- [AZIONE RICHIESTA 1]: Puoi riscrivere l'estratto sugli insegnanti da "Mutui, malattie, incomprensioni" fino a "di scolaresche scalmanate." compreso, sostituendo "pandemia" con "emergenza sanitaria"?
- [AZIONE RICHIESTA 2]: Le seguenti affermazioni concordano con l'estratto sugli insegnanti? Rispondi sì o no a ciascuna e cita le parole dell'estratto che lo stabiliscono. (a) La DAD indica l'uso di videolezioni dalla propria residenza. (b) Le chiusure totali sono durate tre anni. (c) Alcuni genitori hanno considerato la DAD un privilegio concesso ai docenti.

┌─ ESTRATTO SELEZIONATO

Mutui, malattie, incomprensioni a casa, gestione degli anziani, lavoro, relazioni di coppia, dialogo con i figli, sono soltanto alcuni degli aspetti che l’ormai bistrattato insegnante si ritrova ad affrontare dentro e fuori l’ambiente domestico. Difficoltà generali per tutti che la recente pandemia e i due anni di chiusure totali hanno contribuito a trasformare e inasprire, generando nuovi aspetti sociali con cui confrontarsi. Uno su tutti la famosa DAD, un maligno acronimo per identificare l’uso di videolezioni dalla propria residenza che, da genitori poco informati, è stata etichettata come l’ennesimo privilegio offerto alla categoria dei docenti che avrebbero potuto lavorare senza muoversi da casa e senza la fatica di tenere le briglie di scolaresche scalmanate.

└─
┌─ DATI FORNITI

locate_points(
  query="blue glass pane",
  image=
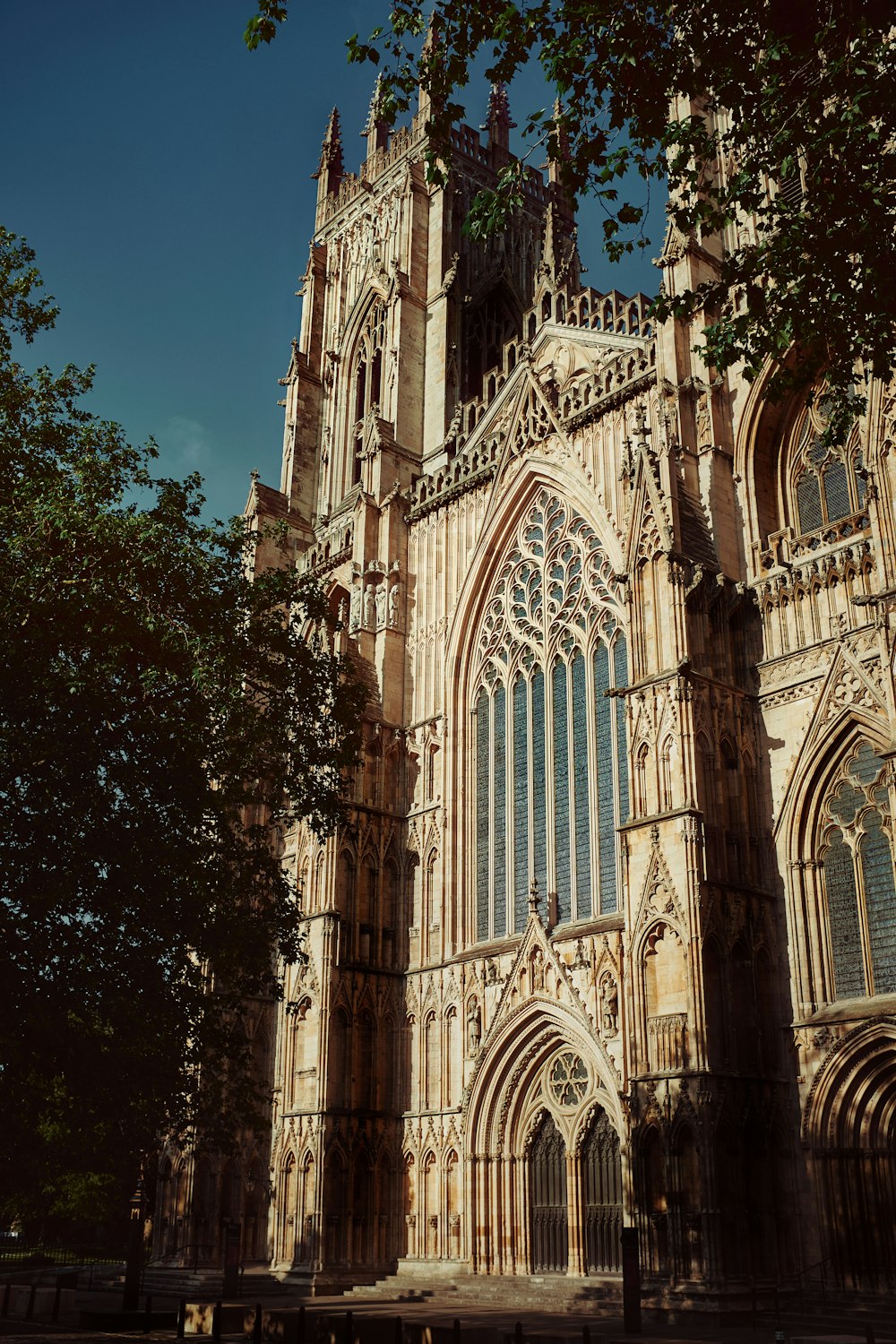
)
(605, 785)
(562, 792)
(866, 766)
(861, 489)
(482, 814)
(621, 679)
(581, 789)
(500, 812)
(538, 798)
(842, 914)
(809, 502)
(880, 905)
(520, 804)
(836, 491)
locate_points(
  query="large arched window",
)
(367, 379)
(825, 484)
(857, 857)
(551, 769)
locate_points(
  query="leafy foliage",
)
(159, 710)
(774, 124)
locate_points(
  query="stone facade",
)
(611, 935)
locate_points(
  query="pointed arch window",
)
(367, 379)
(857, 863)
(825, 484)
(549, 777)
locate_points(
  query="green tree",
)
(775, 110)
(160, 709)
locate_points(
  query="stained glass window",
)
(581, 790)
(500, 812)
(858, 879)
(554, 605)
(826, 481)
(482, 814)
(520, 800)
(562, 792)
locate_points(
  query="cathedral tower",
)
(611, 926)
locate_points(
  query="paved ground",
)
(540, 1327)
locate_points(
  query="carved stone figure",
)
(370, 607)
(473, 1027)
(394, 604)
(608, 1007)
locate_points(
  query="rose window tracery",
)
(568, 1078)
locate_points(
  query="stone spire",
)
(497, 118)
(331, 169)
(376, 128)
(555, 160)
(430, 43)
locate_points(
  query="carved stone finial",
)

└─

- [SOLUZIONE 1]:
Mutui, malattie, incomprensioni a casa, gestione degli anziani, lavoro, relazioni di coppia, dialogo con i figli, sono soltanto alcuni degli aspetti che l’ormai bistrattato insegnante si ritrova ad affrontare dentro e fuori l’ambiente domestico. Difficoltà generali per tutti che la recente emergenza sanitaria e i due anni di chiusure totali hanno contribuito a trasformare e inasprire, generando nuovi aspetti sociali con cui confrontarsi. Uno su tutti la famosa DAD, un maligno acronimo per identificare l’uso di videolezioni dalla propria residenza che, da genitori poco informati, è stata etichettata come l’ennesimo privilegio offerto alla categoria dei docenti che avrebbero potuto lavorare senza muoversi da casa e senza la fatica di tenere le briglie di scolaresche scalmanate.

- [SOLUZIONE 2]:
(a) Sì: "l’uso di videolezioni dalla propria residenza".
(b) No: "i due anni di chiusure totali".
(c) Sì: "da genitori poco informati, è stata etichettata come l’ennesimo privilegio offerto alla categoria dei docenti".